• _STATED EXERCISE_
Quote the entries word for word. Omit the pictures.

##### INPUT FOR THIS TASK #####

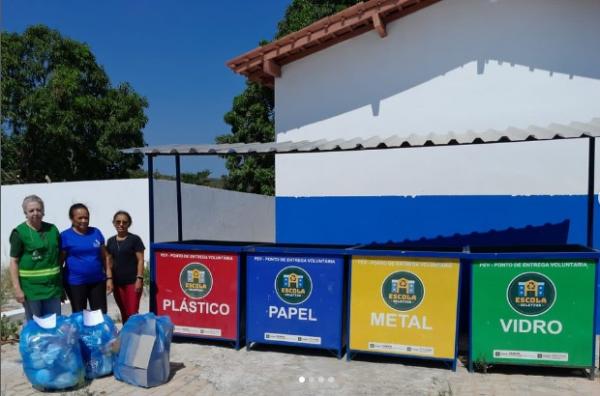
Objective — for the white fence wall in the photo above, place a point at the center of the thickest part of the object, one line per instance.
(208, 213)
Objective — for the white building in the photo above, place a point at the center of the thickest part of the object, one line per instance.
(398, 67)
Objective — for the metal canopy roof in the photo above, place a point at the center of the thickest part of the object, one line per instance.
(532, 133)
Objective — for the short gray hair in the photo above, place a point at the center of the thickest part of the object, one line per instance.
(32, 198)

#####

• _OUTPUT OF THE TASK_
Objective — for the white fence wall in the photo above, place a point at the center of the thickest part of the object, one line per instance.
(208, 213)
Objective — for the white building in the photo above, place a point at the center of the thickest part of the object, one line per instance.
(398, 67)
Objective — for the metal canopy roof in the photo above, place a point at the center of the thickest part of the object, one line per instance.
(532, 133)
Objective — for the short gray hair in the photo above, place a point at the center of the thickest part of the object, one line per instance.
(32, 198)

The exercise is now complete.